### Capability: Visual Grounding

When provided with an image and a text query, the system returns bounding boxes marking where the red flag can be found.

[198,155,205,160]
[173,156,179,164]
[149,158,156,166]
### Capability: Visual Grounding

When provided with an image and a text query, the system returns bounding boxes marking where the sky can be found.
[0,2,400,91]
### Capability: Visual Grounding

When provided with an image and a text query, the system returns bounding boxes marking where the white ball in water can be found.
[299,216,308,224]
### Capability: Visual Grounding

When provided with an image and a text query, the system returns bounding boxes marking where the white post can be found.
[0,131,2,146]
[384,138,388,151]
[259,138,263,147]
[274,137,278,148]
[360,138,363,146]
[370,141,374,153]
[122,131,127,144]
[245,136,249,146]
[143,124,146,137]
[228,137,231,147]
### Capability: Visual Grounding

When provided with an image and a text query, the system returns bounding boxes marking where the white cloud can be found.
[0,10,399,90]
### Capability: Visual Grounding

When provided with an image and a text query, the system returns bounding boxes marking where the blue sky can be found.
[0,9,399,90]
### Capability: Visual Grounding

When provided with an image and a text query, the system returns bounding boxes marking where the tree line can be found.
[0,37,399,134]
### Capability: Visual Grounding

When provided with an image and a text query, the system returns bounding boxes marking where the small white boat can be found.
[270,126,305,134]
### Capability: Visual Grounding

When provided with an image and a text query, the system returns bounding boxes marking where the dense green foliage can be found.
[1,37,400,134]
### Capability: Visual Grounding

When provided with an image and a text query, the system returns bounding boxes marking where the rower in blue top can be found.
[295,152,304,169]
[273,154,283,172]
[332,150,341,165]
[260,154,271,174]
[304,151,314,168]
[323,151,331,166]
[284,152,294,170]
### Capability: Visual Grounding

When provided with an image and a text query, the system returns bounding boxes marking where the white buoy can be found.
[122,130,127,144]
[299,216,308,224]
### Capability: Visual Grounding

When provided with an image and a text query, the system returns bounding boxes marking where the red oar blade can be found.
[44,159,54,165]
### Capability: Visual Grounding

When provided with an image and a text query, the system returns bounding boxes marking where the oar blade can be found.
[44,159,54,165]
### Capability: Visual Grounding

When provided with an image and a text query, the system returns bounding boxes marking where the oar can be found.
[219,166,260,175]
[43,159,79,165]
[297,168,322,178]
----------------
The whole of the data must be given again, exactly as shown.

### Capability: Visual Grounding

When provided with an image and a text query, the system returns bounding boxes marking where the red flag can be found.

[198,155,205,160]
[173,156,179,164]
[149,158,156,166]
### Capability: Visual Grounding

When provided with an image and a text query, the system returns bounding boxes marking where the sky can be found.
[0,2,400,91]
### Capability: Visual Grounding

When provided with an image and a text query, the system returns bounding boxes marking where the white ball in water can be found.
[299,216,308,224]
### Capability: Visual Grounding

When provided with an image and a text query, the system returns bounding boxes marking where the white post can be found.
[0,131,2,146]
[384,138,388,151]
[259,138,263,147]
[274,137,278,148]
[360,138,363,146]
[370,141,374,153]
[122,131,127,144]
[245,136,249,146]
[143,124,146,137]
[228,137,231,147]
### Capability: Visual Grounding

When provided with an image and a text query, the system returns bounding boxes marking where the white cloud can be found.
[0,10,399,90]
### Capability: Visual Grounding

When provided with an image and a text query, the system returns bounding boxes marking where the blue sky can be found.
[0,9,399,90]
### Capability: Visual Grounding

When provided with an image and a text query, the system returns bounding boxes marking where the tree line can be found.
[0,37,399,134]
### Capability: Visual Grounding

When provided with an image and a text query, the system returns bounding boxes marking where the small white boat can be found.
[270,126,305,134]
### Capability: Visual Grounding

When provided with an image and a text query, the system returns bounding boxes marking where the dense green foliage can be found.
[1,37,400,134]
### Capability: Visual Grounding

When provided with an image and a text query, the system returns bounding boxes marking where the rower in blue top can be found.
[295,152,304,169]
[273,154,283,172]
[332,150,341,165]
[260,154,271,174]
[304,151,314,168]
[323,151,331,166]
[284,152,294,170]
### Capability: Visual Grounding

When provided with an image and a text query, the system returns bounding boxes marking where the white buoy can be found.
[122,130,127,144]
[299,216,308,224]
### Capability: Visual Grounding

When provided with an image and a text query, the system returns bounding boxes marking where the red oar blade can be found.
[44,159,54,165]
### Capability: Visual Grounding

When provided with an image and a text query, the system returns bounding boxes marking where the oar blade can be found.
[44,159,54,165]
### Capability: Visual Grounding

When provided with an image and a text query, the system returns bounding boxes marking where the oar can be found.
[219,166,260,175]
[43,159,79,165]
[297,168,322,178]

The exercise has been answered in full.